_What is being asked_
Reproduce the passage of the blog post on a tagged file system verbatim, everything from "Building a Tagged" down to "Christmas 2011 holidays!".

Tuesday, January 3, 2012

Building a Tagged and Revisioned File system

This blog post consists of discussions with vinod regarding the file system in his blog post about os.next and my mindless mumblings during the 12 hour drive to and from Phoenix for the Christmas 2011 holidays!

Version control has been around for a really long time. Tagging, however, is a fairly new concept, that became popular largely due to Flickr and Gmail. Tagging, instead of creating folders in the native file system for the desktop, seems like an extremely useful feature, especially, for documents, photos, music. Usage of tags on the web has demonstrated that it is convenient to tag/label content to categorize them under multiple buckets. Similarly, for content typically found on a desktop PC, we can apply the same concept of tagging/labeling instead of creating folders. This would allow retrieval of files with tags without having to look for them in specific folders. This is again an attribute that we use extensively on Flickr and Gmail and other cloud content storage/retrieval applications and bringing this feature to the desktop might make storage/retrieval of content as easy as that on the web. This approach of tagging in file system vs. using folders, surprisingly is not a new idea and Googling around revealed a couple of posts: tagfs-tag-semantics-for-hierarchical-file-systemsa-tagged-filesystem.

_Data provided_
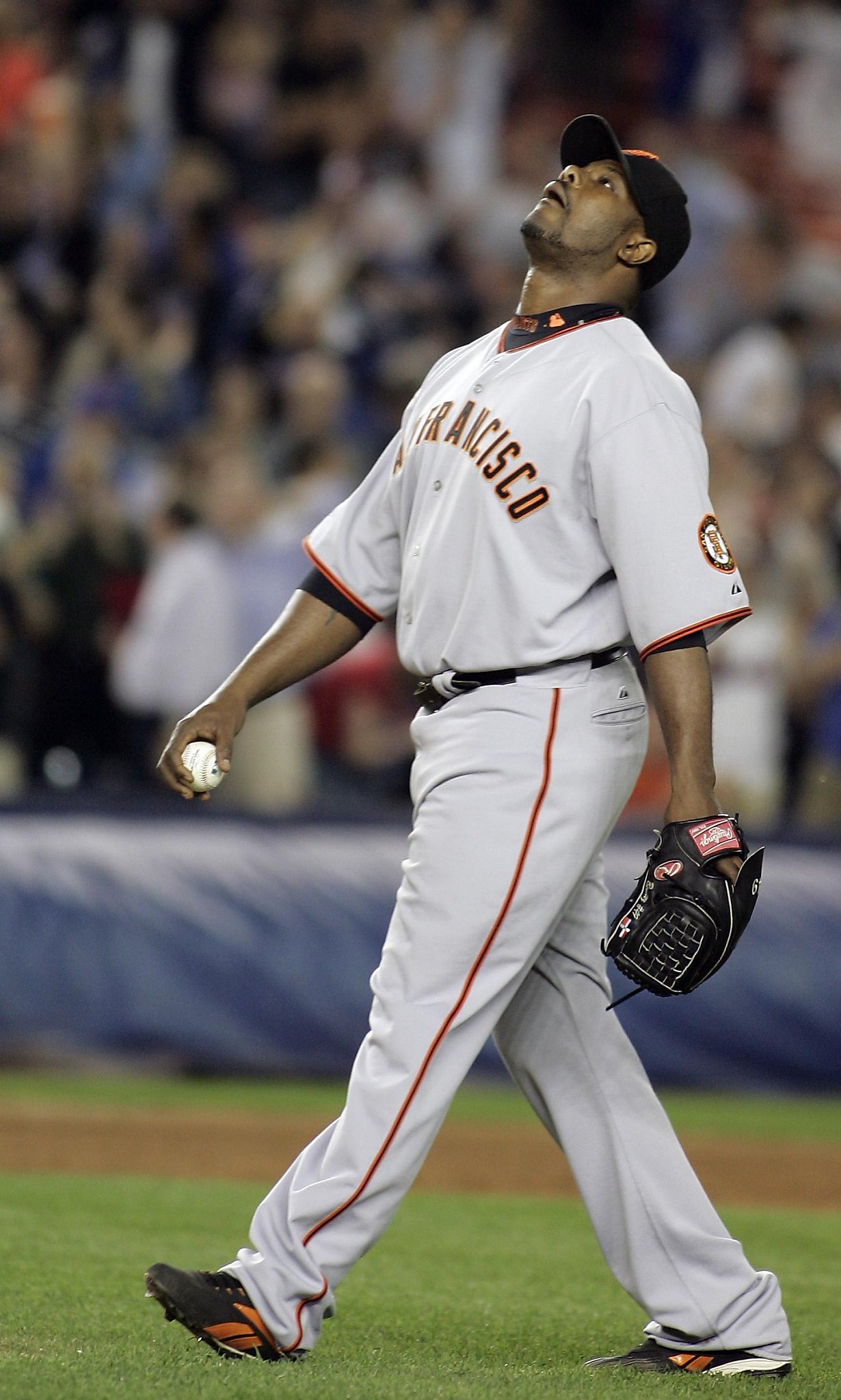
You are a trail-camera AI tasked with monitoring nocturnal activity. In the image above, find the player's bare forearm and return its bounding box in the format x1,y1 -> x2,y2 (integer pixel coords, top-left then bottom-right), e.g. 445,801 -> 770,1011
645,647 -> 742,880
645,647 -> 718,822
158,589 -> 362,798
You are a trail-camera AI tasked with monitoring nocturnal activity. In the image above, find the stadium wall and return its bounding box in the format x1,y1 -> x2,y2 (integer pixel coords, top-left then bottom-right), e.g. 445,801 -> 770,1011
0,815 -> 841,1090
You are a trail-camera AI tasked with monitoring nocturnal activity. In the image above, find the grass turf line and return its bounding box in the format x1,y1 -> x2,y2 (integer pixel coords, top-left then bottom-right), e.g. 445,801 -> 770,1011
0,1070 -> 841,1142
0,1173 -> 841,1400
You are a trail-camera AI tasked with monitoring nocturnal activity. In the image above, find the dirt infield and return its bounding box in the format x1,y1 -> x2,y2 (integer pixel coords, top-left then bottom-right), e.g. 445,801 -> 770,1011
0,1103 -> 841,1209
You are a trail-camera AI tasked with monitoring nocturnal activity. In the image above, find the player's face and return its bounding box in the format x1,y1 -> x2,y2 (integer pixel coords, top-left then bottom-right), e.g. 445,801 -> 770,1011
522,161 -> 639,263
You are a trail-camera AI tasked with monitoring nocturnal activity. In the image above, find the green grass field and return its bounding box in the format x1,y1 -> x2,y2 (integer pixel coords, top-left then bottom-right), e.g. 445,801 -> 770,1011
0,1075 -> 841,1400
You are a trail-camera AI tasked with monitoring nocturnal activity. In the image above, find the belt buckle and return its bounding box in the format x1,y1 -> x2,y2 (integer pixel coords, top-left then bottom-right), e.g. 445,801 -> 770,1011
414,676 -> 446,710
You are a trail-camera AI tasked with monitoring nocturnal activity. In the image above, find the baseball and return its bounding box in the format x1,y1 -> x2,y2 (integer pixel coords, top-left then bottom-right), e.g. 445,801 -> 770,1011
181,739 -> 226,792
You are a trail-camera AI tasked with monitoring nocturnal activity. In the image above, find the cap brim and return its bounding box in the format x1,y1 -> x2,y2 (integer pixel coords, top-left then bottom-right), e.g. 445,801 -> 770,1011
561,112 -> 639,207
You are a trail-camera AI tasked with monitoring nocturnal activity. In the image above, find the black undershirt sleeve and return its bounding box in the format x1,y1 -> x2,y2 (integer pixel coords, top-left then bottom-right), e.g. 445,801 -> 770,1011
645,628 -> 707,661
298,568 -> 375,634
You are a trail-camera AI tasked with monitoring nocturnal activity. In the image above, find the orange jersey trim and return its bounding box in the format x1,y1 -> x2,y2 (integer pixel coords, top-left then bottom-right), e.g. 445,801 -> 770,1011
639,608 -> 753,661
302,535 -> 382,621
302,690 -> 561,1245
497,311 -> 624,354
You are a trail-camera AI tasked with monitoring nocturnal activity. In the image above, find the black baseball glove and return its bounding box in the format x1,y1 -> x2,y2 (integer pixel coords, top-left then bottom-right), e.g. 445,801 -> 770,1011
602,815 -> 764,1005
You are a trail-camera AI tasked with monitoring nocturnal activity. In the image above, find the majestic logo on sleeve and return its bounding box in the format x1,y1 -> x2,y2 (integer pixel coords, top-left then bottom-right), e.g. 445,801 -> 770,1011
698,515 -> 736,574
408,399 -> 548,521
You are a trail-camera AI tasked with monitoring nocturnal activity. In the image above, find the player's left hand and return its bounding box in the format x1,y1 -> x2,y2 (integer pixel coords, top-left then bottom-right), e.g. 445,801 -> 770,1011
603,813 -> 764,997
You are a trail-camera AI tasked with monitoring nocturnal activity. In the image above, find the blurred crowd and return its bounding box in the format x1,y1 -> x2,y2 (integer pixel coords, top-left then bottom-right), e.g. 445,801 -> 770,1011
0,0 -> 841,826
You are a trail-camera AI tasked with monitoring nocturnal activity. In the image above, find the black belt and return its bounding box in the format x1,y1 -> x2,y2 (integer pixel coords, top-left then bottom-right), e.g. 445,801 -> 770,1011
414,647 -> 627,710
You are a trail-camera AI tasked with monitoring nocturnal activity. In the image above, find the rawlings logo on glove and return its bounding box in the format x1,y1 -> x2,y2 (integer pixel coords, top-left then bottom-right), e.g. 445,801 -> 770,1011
602,815 -> 764,1010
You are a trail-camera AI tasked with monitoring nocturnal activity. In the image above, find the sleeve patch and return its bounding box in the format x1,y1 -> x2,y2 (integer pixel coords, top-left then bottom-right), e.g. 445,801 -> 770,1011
698,515 -> 736,574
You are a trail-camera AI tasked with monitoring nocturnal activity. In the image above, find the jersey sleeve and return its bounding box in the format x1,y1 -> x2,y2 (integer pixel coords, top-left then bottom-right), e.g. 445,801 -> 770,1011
589,403 -> 750,660
304,433 -> 400,623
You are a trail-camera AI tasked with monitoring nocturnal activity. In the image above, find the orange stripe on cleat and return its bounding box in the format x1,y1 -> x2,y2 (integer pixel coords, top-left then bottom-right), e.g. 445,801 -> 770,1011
683,1357 -> 715,1371
234,1304 -> 280,1351
203,1321 -> 258,1345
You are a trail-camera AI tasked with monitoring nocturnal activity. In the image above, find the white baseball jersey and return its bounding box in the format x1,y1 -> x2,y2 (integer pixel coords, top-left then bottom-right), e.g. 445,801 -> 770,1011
305,308 -> 750,675
213,307 -> 790,1371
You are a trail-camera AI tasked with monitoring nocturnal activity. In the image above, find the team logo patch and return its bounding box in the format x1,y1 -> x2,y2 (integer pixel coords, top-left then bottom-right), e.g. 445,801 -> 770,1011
698,515 -> 736,574
687,816 -> 742,859
654,861 -> 683,879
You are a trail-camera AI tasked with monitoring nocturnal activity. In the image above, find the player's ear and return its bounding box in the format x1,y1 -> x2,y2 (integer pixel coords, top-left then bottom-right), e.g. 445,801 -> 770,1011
615,230 -> 658,267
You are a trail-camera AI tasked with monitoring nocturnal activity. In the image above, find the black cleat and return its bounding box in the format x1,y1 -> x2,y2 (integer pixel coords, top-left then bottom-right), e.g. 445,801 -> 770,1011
146,1264 -> 302,1361
583,1337 -> 792,1376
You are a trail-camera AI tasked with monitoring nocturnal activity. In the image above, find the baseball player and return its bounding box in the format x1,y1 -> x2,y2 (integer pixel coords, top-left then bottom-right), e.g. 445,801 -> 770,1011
147,115 -> 790,1376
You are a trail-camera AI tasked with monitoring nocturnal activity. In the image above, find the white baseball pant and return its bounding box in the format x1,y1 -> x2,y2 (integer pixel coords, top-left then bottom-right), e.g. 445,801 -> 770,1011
227,660 -> 790,1358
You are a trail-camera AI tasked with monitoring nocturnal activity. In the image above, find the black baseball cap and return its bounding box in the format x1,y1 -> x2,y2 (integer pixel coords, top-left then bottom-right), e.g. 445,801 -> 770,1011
561,112 -> 691,290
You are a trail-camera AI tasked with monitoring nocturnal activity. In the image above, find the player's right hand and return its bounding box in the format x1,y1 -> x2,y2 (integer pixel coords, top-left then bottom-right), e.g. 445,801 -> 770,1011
158,693 -> 246,800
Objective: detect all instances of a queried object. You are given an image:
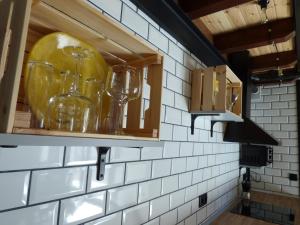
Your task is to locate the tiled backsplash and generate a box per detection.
[251,83,299,196]
[0,0,239,225]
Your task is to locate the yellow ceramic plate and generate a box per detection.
[24,32,108,126]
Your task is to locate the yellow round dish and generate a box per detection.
[24,32,108,126]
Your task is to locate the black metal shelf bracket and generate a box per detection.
[96,147,110,181]
[191,114,223,137]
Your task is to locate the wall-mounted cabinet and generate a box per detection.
[0,0,163,141]
[190,65,243,135]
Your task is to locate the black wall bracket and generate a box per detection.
[96,147,110,181]
[191,114,223,137]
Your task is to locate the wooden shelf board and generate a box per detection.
[192,110,244,122]
[0,133,164,147]
[13,128,159,141]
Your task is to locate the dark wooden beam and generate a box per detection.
[294,0,300,71]
[214,18,295,53]
[178,0,253,19]
[251,51,297,73]
[251,68,300,85]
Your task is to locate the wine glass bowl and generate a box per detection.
[106,64,142,103]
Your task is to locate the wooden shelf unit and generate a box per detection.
[0,0,163,141]
[190,65,243,121]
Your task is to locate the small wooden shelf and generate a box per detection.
[0,134,164,147]
[190,65,243,134]
[0,0,163,144]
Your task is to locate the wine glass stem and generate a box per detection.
[111,101,125,133]
[73,56,82,92]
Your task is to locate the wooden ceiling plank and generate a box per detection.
[251,51,297,73]
[193,19,213,43]
[214,18,295,53]
[178,0,253,19]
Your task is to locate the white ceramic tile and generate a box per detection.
[192,169,203,184]
[161,175,178,195]
[203,167,212,180]
[122,5,149,38]
[163,142,180,158]
[0,202,58,225]
[144,218,159,225]
[179,172,192,188]
[87,163,125,192]
[65,147,97,166]
[197,207,206,224]
[152,159,171,178]
[106,184,138,213]
[29,167,87,204]
[160,209,177,225]
[184,214,197,225]
[125,161,151,184]
[150,195,170,219]
[178,202,192,222]
[193,143,204,155]
[141,147,163,160]
[89,0,122,20]
[167,73,183,94]
[84,212,122,225]
[192,198,199,213]
[110,147,140,162]
[207,155,216,166]
[0,172,30,210]
[176,63,190,82]
[165,107,181,125]
[139,179,161,203]
[198,181,207,195]
[169,41,183,63]
[170,189,185,209]
[159,123,173,141]
[173,125,188,141]
[171,158,186,174]
[59,191,106,225]
[0,146,64,171]
[180,142,193,156]
[149,26,169,52]
[163,55,176,74]
[186,156,199,171]
[122,202,149,225]
[185,184,198,202]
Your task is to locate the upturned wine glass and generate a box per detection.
[104,64,142,134]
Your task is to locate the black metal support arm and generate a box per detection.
[97,147,110,181]
[191,114,224,137]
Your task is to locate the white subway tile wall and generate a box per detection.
[0,0,240,225]
[251,82,299,196]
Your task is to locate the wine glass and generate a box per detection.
[104,64,142,134]
[48,71,94,133]
[48,46,95,133]
[82,77,105,133]
[25,61,58,128]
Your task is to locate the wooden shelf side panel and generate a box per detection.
[144,62,163,137]
[0,0,31,133]
[190,69,204,112]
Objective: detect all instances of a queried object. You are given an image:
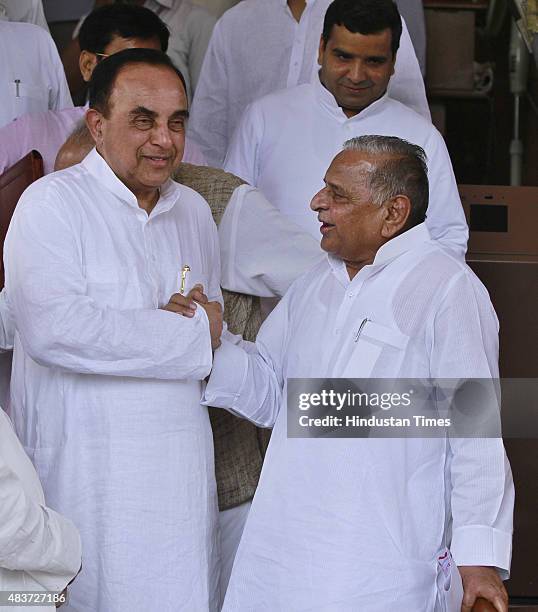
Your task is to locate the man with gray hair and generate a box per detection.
[204,136,514,612]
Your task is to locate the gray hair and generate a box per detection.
[344,135,429,229]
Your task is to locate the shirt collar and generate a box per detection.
[144,0,174,8]
[81,148,181,217]
[314,73,388,122]
[278,0,316,10]
[327,223,431,286]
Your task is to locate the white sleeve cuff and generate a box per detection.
[202,340,248,411]
[450,525,512,580]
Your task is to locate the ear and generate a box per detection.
[381,195,411,240]
[78,51,97,83]
[318,36,325,66]
[86,108,103,147]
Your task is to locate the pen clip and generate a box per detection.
[353,317,370,342]
[179,264,191,295]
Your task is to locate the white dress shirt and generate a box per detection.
[205,224,514,612]
[0,0,49,32]
[221,79,468,284]
[0,21,73,127]
[144,0,217,100]
[188,0,430,167]
[4,149,221,612]
[0,408,81,612]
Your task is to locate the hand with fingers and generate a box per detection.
[458,565,508,612]
[162,285,223,350]
[162,285,208,317]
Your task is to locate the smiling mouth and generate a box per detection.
[144,155,170,166]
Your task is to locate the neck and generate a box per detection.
[135,189,160,215]
[288,0,306,22]
[344,255,375,280]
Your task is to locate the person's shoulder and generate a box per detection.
[385,96,437,131]
[218,0,268,24]
[172,180,213,220]
[16,164,86,210]
[249,83,315,118]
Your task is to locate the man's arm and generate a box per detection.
[0,432,81,591]
[425,126,469,259]
[5,187,212,380]
[187,21,231,168]
[388,19,431,121]
[219,185,326,298]
[432,271,514,612]
[223,101,263,187]
[202,294,289,427]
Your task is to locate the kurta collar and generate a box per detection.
[327,223,431,286]
[278,0,316,5]
[313,73,389,122]
[149,0,174,8]
[81,148,181,217]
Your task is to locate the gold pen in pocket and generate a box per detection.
[179,264,191,295]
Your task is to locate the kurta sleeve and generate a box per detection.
[202,294,289,427]
[4,185,212,380]
[388,19,431,121]
[425,128,469,259]
[187,20,231,168]
[39,31,73,110]
[224,102,264,187]
[0,452,81,591]
[219,185,325,297]
[432,273,514,579]
[0,289,15,351]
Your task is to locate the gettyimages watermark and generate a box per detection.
[287,378,538,438]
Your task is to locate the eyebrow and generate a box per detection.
[129,106,189,120]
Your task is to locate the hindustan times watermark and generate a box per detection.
[287,378,538,438]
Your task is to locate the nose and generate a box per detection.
[347,58,368,84]
[310,187,329,211]
[151,125,172,149]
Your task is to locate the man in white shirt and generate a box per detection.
[0,20,73,127]
[205,136,514,612]
[188,0,430,168]
[5,49,222,612]
[0,4,203,174]
[220,0,468,302]
[0,298,81,612]
[0,409,81,612]
[67,0,216,100]
[0,0,49,32]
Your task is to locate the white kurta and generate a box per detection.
[0,0,49,32]
[0,20,73,127]
[0,408,81,612]
[223,79,468,270]
[205,224,514,612]
[4,150,221,612]
[188,0,430,167]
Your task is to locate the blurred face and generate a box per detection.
[318,25,396,117]
[79,36,161,82]
[310,151,387,278]
[87,64,187,208]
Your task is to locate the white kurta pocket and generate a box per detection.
[334,320,409,378]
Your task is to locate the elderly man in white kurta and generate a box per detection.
[205,136,514,612]
[188,0,430,168]
[220,0,468,295]
[5,49,222,612]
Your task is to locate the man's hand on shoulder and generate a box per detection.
[458,565,508,612]
[162,285,223,350]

_Solution to this problem_
Building a Tagged and Revisioned File system

This blog post consists of discussions with vinod regarding the file system in his blog post about os.next and my mindless mumblings during the 12 hour drive to and from Phoenix for the Christmas 2011 holidays!